*TRAVAIL À FAIRE:*
[A] D'après l'extrait sur les domestiques, pourquoi la femme de chambre prend-elle le parti de Madame contre Monsieur dans les querelles de ménage ? Répondez en une à trois phrases.
[B] Citez le passage de l'extrait sur les domestiques qui va de « Une caste, disions-nous » à « bourgeois : la Nourrice. ».

Une caste, disions-nous à l'instant, certes c'est une caste, et qui a sa hiérarchie très tranchée ; au sommet, la gouvernante d'intérieur, puis la femme de chambre en conflit avec la cuisinière cordon-bleu ; plus bas, la bonne d'enfants, puis après la bonne à tout faire, et enfin la femme de ménage. A côté figure une privilégiée, à la fois plantureuse, flattée, dédaignée et enviée par les autres larbines, celle qui vend le lait de son solide enfant au gosse malingre du bourgeois : la Nourrice.

La Femme de chambre, qu'il ne faut pas tout à fait confondre avec la soubrette esquissée plus haut, est souvent « du pays de Madame », parfois sa sœur de lait ; elle a généralement de seize à vingt-cinq ans. Elle habille sa maîtresse, fait les menus raccommodages, repasse au besoin, furette dans les tiroirs sous prétexte de rangements, lit les lettres oubliées, rafle les brimborions qui traînent, profite des velléités de générosité de sa maîtresse pour se faire donner les robes et les chapeaux plus ou moins défraîchis. Généralement laide, prude et quant à soi, elle va à la messe le dimanche, fait ses pâques et, à l'office, se donne des airs de supériorité marqués vis-à-vis des autres domestiques. Dans les querelles de ménage elle prend parti pour Madame contre Monsieur, non par affection, nulle n'est plus envieuse, mais par esprit de corps et parce qu'elle ne peut s'empêcher de considérer Monsieur avec l'œil de Madame, c'est-à-dire vaguement comme son mari. Pure satisfaction platonique d'ailleurs, car elle se garde des velléités extra-conjugales de Monsieur, non par honnêteté foncière, mais par prudence : elle ne veut pas perdre sa place. Ses gages vont de 40 à 70 francs par mois. — Retournée dans son pays vers trente-cinq ans, elle apporte à quelque petit employé sinon sa virginité rancie, du moins ses équivoques économies ; elle monte alors un petit commerce d'épicerie, de fruiterie, de couture ou de mercerie. Et voilà une bourgeoise de plus.

(Entrées d'un jeu de données de pointage)

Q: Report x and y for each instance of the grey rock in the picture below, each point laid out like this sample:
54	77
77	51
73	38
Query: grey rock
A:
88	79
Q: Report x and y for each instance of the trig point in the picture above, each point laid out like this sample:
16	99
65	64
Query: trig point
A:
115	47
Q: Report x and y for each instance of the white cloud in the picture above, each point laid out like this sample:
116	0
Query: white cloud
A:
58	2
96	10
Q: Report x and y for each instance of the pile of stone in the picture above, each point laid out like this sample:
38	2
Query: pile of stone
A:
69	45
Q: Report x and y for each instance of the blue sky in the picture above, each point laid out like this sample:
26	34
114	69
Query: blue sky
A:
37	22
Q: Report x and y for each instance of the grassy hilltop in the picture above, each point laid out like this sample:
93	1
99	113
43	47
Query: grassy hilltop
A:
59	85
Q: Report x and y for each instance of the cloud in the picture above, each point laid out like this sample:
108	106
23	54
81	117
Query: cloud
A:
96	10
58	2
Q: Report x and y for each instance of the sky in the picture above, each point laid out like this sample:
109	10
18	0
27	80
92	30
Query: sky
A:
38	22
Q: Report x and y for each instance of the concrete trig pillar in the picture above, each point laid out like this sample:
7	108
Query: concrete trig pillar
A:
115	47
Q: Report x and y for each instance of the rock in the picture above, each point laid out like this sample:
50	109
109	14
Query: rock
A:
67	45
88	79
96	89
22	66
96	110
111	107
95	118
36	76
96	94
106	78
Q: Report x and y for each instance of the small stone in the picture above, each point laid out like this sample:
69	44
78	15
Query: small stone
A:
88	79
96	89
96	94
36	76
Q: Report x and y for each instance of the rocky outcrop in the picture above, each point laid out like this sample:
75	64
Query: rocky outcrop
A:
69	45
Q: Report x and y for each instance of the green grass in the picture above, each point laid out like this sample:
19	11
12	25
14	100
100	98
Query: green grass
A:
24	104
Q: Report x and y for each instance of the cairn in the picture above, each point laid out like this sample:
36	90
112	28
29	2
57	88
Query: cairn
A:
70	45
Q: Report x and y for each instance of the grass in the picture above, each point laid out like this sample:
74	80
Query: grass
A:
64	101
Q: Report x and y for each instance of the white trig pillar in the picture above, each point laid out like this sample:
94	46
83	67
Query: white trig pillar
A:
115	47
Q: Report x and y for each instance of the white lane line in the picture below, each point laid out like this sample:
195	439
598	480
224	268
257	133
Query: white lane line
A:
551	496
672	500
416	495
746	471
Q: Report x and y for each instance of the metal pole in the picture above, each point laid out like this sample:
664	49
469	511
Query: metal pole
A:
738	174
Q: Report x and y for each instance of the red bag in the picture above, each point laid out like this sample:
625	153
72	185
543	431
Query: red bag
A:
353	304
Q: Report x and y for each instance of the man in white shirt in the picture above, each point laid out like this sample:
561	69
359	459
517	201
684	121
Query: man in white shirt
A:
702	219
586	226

*CORRIGÉ DES EXERCICES:*
[A] Elle ne le fait pas par affection, car nulle n'est plus envieuse qu'elle. Elle agit par esprit de corps et parce qu'elle ne peut s'empêcher de considérer Monsieur avec l'œil de Madame, c'est-à-dire vaguement comme son mari.

[B]
Une caste, disions-nous à l'instant, certes c'est une caste, et qui a sa hiérarchie très tranchée ; au sommet, la gouvernante d'intérieur, puis la femme de chambre en conflit avec la cuisinière cordon-bleu ; plus bas, la bonne d'enfants, puis après la bonne à tout faire, et enfin la femme de ménage. A côté figure une privilégiée, à la fois plantureuse, flattée, dédaignée et enviée par les autres larbines, celle qui vend le lait de son solide enfant au gosse malingre du bourgeois : la Nourrice.